Each entry should be repeated exactly. Its pictures should not be.

• **DATA PROVIDED**

-- Opening Marker --

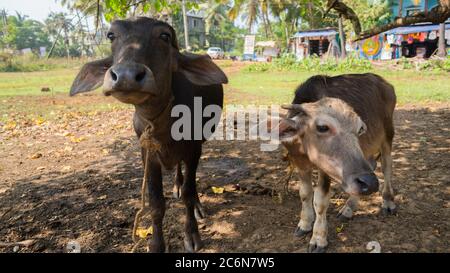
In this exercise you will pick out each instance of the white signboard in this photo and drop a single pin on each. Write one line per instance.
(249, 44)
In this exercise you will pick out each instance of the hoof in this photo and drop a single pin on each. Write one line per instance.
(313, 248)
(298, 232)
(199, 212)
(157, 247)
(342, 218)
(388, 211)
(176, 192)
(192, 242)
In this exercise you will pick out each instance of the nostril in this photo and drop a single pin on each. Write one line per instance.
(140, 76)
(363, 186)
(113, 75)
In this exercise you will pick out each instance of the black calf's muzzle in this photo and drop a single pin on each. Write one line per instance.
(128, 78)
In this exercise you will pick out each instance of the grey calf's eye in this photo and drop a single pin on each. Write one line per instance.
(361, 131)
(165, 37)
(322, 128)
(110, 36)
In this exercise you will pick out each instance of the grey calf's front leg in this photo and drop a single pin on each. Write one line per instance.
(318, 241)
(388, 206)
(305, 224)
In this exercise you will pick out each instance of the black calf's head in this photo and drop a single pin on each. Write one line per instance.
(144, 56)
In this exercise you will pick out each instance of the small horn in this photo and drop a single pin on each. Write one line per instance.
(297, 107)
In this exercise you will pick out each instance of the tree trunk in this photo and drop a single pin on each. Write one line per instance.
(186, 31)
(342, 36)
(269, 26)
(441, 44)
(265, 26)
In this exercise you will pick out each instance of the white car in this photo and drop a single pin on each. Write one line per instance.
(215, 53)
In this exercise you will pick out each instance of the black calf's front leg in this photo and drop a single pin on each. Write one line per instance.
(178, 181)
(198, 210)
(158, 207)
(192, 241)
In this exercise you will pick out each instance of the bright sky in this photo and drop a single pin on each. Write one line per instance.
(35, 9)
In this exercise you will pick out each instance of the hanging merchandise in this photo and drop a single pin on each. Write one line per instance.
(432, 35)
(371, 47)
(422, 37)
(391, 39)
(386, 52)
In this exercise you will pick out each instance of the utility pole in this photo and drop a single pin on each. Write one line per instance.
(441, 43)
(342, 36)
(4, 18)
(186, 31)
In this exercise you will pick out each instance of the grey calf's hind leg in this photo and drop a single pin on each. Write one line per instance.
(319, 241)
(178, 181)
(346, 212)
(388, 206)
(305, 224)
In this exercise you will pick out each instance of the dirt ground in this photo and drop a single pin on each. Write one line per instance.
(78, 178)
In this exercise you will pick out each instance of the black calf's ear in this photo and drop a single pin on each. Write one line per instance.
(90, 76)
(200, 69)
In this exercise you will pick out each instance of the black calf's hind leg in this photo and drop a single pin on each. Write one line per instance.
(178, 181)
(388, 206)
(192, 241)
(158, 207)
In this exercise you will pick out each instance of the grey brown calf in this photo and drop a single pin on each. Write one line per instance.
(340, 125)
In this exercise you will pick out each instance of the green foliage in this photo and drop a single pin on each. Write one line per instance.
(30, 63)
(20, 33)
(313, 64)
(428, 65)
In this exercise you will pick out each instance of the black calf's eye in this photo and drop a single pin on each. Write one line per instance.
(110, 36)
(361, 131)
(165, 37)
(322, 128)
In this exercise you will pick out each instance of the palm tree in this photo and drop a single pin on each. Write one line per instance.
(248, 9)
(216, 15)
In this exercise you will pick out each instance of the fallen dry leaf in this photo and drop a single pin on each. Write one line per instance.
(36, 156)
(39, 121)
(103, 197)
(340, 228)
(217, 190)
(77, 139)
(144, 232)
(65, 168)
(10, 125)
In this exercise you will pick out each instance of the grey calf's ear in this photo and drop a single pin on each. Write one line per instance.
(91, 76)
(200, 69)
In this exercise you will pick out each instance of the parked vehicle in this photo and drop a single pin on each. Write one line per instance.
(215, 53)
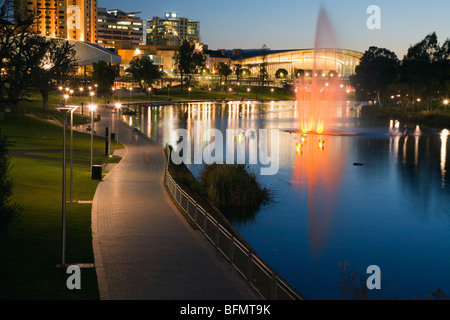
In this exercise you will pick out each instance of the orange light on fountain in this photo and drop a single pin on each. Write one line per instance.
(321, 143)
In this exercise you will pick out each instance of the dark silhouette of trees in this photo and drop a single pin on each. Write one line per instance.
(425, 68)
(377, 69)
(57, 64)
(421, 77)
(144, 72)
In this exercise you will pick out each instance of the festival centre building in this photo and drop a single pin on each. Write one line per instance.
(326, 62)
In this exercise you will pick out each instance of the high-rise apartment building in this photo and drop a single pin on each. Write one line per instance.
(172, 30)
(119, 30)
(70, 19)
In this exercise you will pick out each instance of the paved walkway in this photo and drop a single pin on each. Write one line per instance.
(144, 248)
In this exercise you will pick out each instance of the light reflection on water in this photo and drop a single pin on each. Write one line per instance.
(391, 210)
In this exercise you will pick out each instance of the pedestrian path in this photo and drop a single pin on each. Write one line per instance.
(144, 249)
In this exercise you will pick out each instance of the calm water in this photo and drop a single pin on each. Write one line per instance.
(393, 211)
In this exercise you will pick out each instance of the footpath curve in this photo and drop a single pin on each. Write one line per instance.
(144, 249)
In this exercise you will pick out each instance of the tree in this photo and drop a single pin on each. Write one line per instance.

-- Closing Marker --

• **SOLUTION FOR THIS PROBLEM**
In this exercise you will pick out each instance of the white signboard in this photo and drop a single pin on each. Write one line per instance.
(249, 44)
In this exercise you will pick out each instance of the hoof in this photo and drop a single pin on each. Write one line per instance.
(313, 248)
(298, 232)
(199, 212)
(157, 247)
(342, 218)
(388, 211)
(176, 192)
(192, 242)
In this exercise you will pick out each instance of the nostril in this photo and drop a single pin on each. Write one line per instance.
(140, 76)
(363, 186)
(113, 75)
In this exercise you will pick out each instance of the black calf's muzzle in this photo and drop a single pin on each. Write one line per instance.
(128, 78)
In this exercise you will pick out each instance of the grey calf's eye in this photo and drop a single pin on each. Write one line per instance.
(361, 131)
(165, 37)
(322, 128)
(110, 36)
In this exercise you will pick out each instance of the grey calf's front leg in this photo and drop a single pin on each. Write one line per instance.
(318, 241)
(388, 206)
(305, 224)
In this exercise you will pick out each instance of the black calf's head in this photo and drop a single pin on each. Write one line per instance.
(144, 56)
In this exercise you will pick out each instance of the small horn in this photo and drop a single pin on each. Write one line per instance.
(297, 107)
In this exercise you will pick out each instance of the tree trunk in this photo and drop a single pin on each. Write one line per instance.
(186, 31)
(342, 36)
(269, 26)
(441, 44)
(265, 26)
In this exercise you will pick out each instance of the white car in this photo and drop a single pin on each. Write one line per instance.
(215, 53)
In this exercise you will pick out each instance of the black calf's front leg in this photo and drop a single pin on each. Write one line per instance.
(178, 181)
(198, 210)
(158, 207)
(192, 241)
In this exercise you will pick out each instance of the bright sky in this photo and drop a single pin on each. Write one line per instance.
(35, 9)
In this exercise you will pick out each instance of the hanging merchandise in this photo and drop a single pin on each. Write one line per instance.
(432, 35)
(371, 47)
(422, 37)
(391, 39)
(386, 52)
In this exercise you will pick out each instance of the utility pole in this photo and drop a single pin on each. Write one line per instance.
(441, 43)
(342, 36)
(4, 18)
(186, 31)
In this exercise you will pick out each instance of the grey calf's hind leg in this photo and drop a single pin on each. Write one line per instance.
(319, 241)
(178, 181)
(346, 212)
(388, 206)
(305, 224)
In this exercise you will pick out each instance of the dirt ground in this photo and drop a single pin on each. Write one line per instance.
(78, 178)
In this exercise you will pick out each instance of the black calf's ear in this photo and drop a single pin on each. Write one line per instance.
(90, 76)
(200, 69)
In this exercise you will pick out each instance of the black calf's hind leg in this photo and drop a single pin on each. Write one line per instance.
(178, 181)
(388, 206)
(192, 241)
(158, 207)
In this exercise you will pick out each instance of the grey brown calf in this photo and drop a single pin on each. Write one line per instance.
(340, 125)
In this exercise you will pick out each instance of the green foliage in this photo and drop a single pin on each. Write one line per instance.
(30, 63)
(20, 33)
(313, 64)
(428, 65)
In this exercise you will pick out each instance of the black calf's eye in this photo and drop a single pin on each. Write one line per instance.
(110, 36)
(361, 131)
(165, 37)
(322, 128)
In this exercise you will pick out each instance of the palm tree in this photo and drop a single pin on each. Write one line per instance.
(248, 9)
(216, 15)
In this exercise you will pick out each instance of the fallen dry leaf in this photo and drop a single pin on each. Write one line per instance.
(36, 156)
(39, 121)
(103, 197)
(340, 228)
(217, 190)
(77, 139)
(144, 232)
(65, 168)
(10, 125)
In this exercise you will pick out each instance of the grey calf's ear in this photo and drop a single pin on each. Write one line per instance.
(91, 76)
(200, 69)
In this exercise you will pick out each instance of the parked vehicle in this photo and drop a single pin on each. Write one line per instance.
(215, 53)
In this exercise you will pick out each instance of the orange light on fountain in this photo and drop a single pin on each. Write one line per instance.
(321, 143)
In this exercise you will pick out each instance of the dark silhouette of trees in this photo and drop a single pin on each. Write one line per instance.
(425, 68)
(377, 69)
(57, 64)
(421, 77)
(144, 72)
In this exercise you will pick out each instance of the festival centre building in this photo and drop a single pin on each. Write one line per instance.
(326, 62)
In this exercise you will pick out each instance of the high-rise apartment building in this photo and drop a single pin on each. Write one line per instance.
(172, 30)
(119, 30)
(70, 19)
In this exercise you will pick out each instance of the paved walkway in this photo and drop a single pin on each. Write one line per instance.
(144, 248)
In this exercise you will pick out each instance of the light reflection on water in this photo and drop a single pin on each. Write one line per instance.
(391, 210)
In this exercise you will pick out each instance of the pedestrian path in this photo and drop a single pin on each. Write one line per instance.
(144, 249)
In this exercise you will pick out each instance of the calm water in this photo and drop a single pin on each. Write one line per instance.
(393, 211)
In this exercise you will pick out each instance of the footpath curve in this photo and drop a single pin on each. Write one line per instance.
(144, 249)
In this exercise you will pick out each instance of the tree in this photo and drop a single pin on each. Write one line per instance.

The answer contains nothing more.